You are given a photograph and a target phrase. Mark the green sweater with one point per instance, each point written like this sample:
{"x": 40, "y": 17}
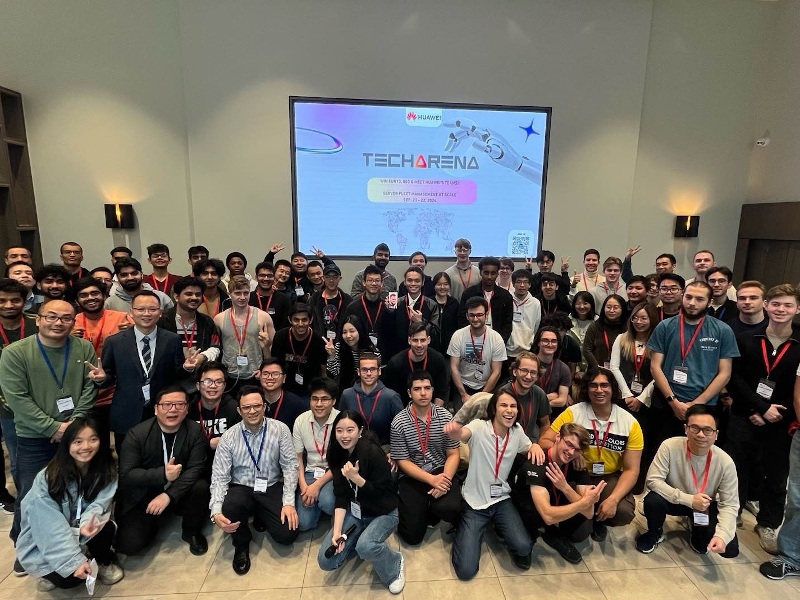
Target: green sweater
{"x": 32, "y": 393}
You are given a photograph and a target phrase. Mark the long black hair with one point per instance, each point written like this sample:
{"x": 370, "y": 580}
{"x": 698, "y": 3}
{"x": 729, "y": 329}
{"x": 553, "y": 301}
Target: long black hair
{"x": 338, "y": 456}
{"x": 62, "y": 470}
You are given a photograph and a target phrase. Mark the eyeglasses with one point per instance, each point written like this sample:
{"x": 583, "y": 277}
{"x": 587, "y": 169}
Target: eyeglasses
{"x": 53, "y": 318}
{"x": 212, "y": 382}
{"x": 171, "y": 405}
{"x": 271, "y": 374}
{"x": 695, "y": 429}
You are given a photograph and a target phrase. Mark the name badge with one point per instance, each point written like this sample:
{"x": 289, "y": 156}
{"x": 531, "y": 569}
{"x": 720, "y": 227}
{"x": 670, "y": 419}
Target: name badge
{"x": 65, "y": 404}
{"x": 680, "y": 375}
{"x": 765, "y": 388}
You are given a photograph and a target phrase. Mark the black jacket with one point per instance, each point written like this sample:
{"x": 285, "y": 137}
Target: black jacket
{"x": 141, "y": 462}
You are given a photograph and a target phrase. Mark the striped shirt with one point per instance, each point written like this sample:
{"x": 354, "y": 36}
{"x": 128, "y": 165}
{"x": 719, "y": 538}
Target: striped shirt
{"x": 233, "y": 462}
{"x": 406, "y": 443}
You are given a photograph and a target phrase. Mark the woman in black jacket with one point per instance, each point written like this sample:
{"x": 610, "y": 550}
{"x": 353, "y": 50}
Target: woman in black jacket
{"x": 366, "y": 502}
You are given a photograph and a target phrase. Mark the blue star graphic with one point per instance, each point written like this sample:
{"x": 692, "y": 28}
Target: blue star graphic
{"x": 529, "y": 131}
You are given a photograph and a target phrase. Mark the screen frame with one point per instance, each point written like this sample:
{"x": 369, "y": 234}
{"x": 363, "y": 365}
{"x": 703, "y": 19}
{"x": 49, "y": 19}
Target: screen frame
{"x": 293, "y": 100}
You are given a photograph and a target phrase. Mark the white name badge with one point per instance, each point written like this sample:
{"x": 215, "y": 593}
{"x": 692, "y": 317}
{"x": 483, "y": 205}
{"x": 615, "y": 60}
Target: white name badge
{"x": 765, "y": 389}
{"x": 680, "y": 375}
{"x": 65, "y": 404}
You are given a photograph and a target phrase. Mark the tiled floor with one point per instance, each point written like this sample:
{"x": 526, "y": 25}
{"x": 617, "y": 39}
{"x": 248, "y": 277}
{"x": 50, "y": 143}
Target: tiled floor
{"x": 612, "y": 570}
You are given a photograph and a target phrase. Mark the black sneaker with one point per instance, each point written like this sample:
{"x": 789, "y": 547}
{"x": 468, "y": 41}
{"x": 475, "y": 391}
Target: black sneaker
{"x": 599, "y": 531}
{"x": 649, "y": 540}
{"x": 563, "y": 546}
{"x": 778, "y": 568}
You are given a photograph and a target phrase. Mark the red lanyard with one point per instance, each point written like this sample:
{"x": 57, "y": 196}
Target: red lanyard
{"x": 372, "y": 412}
{"x": 478, "y": 355}
{"x": 22, "y": 331}
{"x": 369, "y": 317}
{"x": 308, "y": 343}
{"x": 597, "y": 436}
{"x": 189, "y": 339}
{"x": 685, "y": 349}
{"x": 269, "y": 301}
{"x": 320, "y": 451}
{"x": 423, "y": 445}
{"x": 469, "y": 277}
{"x": 498, "y": 454}
{"x": 241, "y": 340}
{"x": 424, "y": 362}
{"x": 700, "y": 489}
{"x": 209, "y": 434}
{"x": 777, "y": 358}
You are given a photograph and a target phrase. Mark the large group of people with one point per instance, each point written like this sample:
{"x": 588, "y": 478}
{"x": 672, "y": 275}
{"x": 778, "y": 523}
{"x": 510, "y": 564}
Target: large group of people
{"x": 540, "y": 402}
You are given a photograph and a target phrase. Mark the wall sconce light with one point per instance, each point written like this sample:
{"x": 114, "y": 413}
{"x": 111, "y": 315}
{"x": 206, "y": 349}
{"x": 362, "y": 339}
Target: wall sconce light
{"x": 687, "y": 226}
{"x": 119, "y": 216}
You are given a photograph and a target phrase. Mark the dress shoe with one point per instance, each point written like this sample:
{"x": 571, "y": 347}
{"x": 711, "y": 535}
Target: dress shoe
{"x": 241, "y": 561}
{"x": 197, "y": 543}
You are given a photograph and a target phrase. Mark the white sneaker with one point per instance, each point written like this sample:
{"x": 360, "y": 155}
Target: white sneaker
{"x": 768, "y": 539}
{"x": 110, "y": 574}
{"x": 398, "y": 584}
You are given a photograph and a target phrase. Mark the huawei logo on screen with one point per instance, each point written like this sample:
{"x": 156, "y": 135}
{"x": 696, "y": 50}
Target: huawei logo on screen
{"x": 424, "y": 117}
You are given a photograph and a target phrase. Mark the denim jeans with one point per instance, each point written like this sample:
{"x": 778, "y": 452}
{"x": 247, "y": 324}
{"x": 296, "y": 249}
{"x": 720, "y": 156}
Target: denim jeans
{"x": 309, "y": 515}
{"x": 789, "y": 535}
{"x": 369, "y": 542}
{"x": 10, "y": 438}
{"x": 466, "y": 552}
{"x": 33, "y": 454}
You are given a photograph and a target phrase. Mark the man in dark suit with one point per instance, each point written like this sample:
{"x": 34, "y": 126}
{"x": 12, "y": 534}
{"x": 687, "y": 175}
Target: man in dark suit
{"x": 142, "y": 361}
{"x": 160, "y": 470}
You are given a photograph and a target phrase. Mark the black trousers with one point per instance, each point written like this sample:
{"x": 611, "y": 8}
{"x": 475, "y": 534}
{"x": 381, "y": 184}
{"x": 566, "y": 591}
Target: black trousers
{"x": 761, "y": 455}
{"x": 417, "y": 508}
{"x": 241, "y": 502}
{"x": 656, "y": 509}
{"x": 137, "y": 529}
{"x": 99, "y": 547}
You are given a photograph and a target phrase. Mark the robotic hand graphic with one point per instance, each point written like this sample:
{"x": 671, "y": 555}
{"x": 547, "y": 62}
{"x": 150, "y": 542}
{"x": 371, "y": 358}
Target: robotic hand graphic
{"x": 496, "y": 146}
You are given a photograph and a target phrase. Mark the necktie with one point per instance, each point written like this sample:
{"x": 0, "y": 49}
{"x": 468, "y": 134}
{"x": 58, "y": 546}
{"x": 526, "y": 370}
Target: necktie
{"x": 147, "y": 357}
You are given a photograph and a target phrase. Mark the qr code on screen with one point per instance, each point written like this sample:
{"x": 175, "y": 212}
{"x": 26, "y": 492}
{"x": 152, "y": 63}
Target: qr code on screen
{"x": 520, "y": 244}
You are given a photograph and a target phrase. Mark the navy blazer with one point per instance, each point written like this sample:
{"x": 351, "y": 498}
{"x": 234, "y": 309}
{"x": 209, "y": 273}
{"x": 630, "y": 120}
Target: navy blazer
{"x": 123, "y": 367}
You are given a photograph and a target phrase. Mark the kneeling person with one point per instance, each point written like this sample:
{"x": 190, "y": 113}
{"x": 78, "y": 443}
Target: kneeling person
{"x": 161, "y": 465}
{"x": 428, "y": 461}
{"x": 692, "y": 477}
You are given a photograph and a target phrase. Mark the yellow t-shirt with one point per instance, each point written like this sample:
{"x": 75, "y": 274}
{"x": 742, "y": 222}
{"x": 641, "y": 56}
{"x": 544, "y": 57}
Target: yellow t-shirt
{"x": 624, "y": 433}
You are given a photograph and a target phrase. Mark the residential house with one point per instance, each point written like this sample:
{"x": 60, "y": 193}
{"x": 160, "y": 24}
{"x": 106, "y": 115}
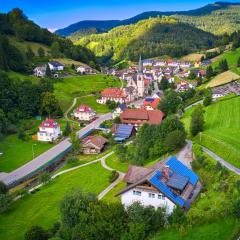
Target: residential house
{"x": 119, "y": 110}
{"x": 112, "y": 94}
{"x": 137, "y": 117}
{"x": 49, "y": 131}
{"x": 93, "y": 144}
{"x": 167, "y": 184}
{"x": 56, "y": 66}
{"x": 84, "y": 113}
{"x": 151, "y": 103}
{"x": 122, "y": 131}
{"x": 40, "y": 71}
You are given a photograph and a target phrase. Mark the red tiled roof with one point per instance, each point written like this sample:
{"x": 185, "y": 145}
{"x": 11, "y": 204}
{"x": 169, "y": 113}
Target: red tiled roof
{"x": 49, "y": 123}
{"x": 113, "y": 92}
{"x": 140, "y": 116}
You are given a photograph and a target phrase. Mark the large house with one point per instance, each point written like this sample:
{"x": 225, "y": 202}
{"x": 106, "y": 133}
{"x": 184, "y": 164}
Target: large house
{"x": 93, "y": 144}
{"x": 112, "y": 94}
{"x": 137, "y": 117}
{"x": 56, "y": 66}
{"x": 49, "y": 131}
{"x": 84, "y": 113}
{"x": 166, "y": 184}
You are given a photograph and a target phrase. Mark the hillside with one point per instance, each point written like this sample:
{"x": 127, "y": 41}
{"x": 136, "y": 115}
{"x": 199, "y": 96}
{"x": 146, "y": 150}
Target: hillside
{"x": 217, "y": 18}
{"x": 150, "y": 38}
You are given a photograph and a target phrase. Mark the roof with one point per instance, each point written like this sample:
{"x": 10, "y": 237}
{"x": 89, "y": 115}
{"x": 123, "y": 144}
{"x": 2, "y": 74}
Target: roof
{"x": 113, "y": 92}
{"x": 56, "y": 64}
{"x": 140, "y": 116}
{"x": 181, "y": 169}
{"x": 49, "y": 123}
{"x": 97, "y": 141}
{"x": 84, "y": 108}
{"x": 124, "y": 131}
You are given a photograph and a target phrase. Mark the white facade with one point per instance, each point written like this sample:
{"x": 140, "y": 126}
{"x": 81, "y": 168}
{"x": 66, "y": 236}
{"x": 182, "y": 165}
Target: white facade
{"x": 147, "y": 198}
{"x": 49, "y": 134}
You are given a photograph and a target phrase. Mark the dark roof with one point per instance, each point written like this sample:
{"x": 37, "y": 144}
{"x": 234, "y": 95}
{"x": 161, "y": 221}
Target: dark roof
{"x": 183, "y": 170}
{"x": 177, "y": 181}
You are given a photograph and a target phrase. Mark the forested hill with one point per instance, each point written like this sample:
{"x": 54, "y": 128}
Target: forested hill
{"x": 15, "y": 25}
{"x": 219, "y": 18}
{"x": 150, "y": 38}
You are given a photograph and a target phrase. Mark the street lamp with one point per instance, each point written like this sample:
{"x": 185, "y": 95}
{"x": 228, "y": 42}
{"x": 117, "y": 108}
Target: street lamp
{"x": 33, "y": 149}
· · ·
- **ACTIVITY**
Starting with the line that contains "Mark the street", write out each line through the end of the listing, exactly as it appears, and include nothing else.

- **OUTPUT BELOW**
You are given a photograph and a target phrase. Mark the street lamp with one point per instance, each point written like this sample:
{"x": 185, "y": 95}
{"x": 228, "y": 42}
{"x": 117, "y": 108}
Target: street lamp
{"x": 33, "y": 149}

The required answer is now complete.